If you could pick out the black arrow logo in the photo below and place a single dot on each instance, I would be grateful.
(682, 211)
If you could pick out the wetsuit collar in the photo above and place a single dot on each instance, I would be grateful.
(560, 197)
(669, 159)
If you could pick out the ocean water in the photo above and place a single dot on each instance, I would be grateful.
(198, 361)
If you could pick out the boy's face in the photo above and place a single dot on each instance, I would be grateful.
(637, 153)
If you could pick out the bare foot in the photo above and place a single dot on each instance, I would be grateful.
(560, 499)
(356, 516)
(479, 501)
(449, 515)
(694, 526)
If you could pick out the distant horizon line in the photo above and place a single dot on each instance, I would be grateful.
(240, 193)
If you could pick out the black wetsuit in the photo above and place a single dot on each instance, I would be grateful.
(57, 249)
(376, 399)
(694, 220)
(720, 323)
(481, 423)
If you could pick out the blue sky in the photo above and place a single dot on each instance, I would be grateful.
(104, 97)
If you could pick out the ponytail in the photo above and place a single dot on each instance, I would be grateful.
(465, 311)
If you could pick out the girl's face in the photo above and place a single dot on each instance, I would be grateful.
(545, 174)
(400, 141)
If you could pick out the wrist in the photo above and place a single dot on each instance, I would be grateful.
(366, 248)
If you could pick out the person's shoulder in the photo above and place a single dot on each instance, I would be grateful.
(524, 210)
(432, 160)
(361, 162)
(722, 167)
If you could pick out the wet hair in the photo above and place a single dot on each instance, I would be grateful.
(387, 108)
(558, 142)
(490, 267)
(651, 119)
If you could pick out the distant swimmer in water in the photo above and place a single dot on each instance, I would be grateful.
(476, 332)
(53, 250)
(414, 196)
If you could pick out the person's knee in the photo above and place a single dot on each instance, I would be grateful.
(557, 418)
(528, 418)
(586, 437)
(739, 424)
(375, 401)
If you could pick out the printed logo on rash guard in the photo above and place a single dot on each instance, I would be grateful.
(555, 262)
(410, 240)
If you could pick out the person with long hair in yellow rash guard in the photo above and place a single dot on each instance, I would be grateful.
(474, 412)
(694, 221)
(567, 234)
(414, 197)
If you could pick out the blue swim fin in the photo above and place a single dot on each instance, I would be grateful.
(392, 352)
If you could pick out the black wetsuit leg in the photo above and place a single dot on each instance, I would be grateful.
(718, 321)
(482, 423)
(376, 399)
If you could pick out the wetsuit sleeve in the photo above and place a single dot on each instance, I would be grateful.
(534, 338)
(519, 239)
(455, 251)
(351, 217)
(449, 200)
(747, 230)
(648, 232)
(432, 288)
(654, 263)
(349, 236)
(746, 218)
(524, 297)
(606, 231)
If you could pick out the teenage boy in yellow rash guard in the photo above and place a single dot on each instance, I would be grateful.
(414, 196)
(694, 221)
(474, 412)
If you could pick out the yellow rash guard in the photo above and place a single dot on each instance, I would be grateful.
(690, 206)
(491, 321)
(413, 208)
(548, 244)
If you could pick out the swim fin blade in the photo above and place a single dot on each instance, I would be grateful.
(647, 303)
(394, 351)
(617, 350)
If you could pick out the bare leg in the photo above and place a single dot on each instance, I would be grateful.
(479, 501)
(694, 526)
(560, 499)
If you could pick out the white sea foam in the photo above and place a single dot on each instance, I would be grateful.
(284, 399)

(Task): Return exactly the lines in the records above, beginning with the one that holds "If you could pick out the bare leg" and ending with the last.

(Reply to the task):
If you could pick out the bare leg in the photo above and place a single dot on each instance, I would be grateful.
(479, 501)
(694, 526)
(560, 499)
If you could pick out the white sea foam in the photo above and place a single dot on each instance, I would be grateful.
(284, 399)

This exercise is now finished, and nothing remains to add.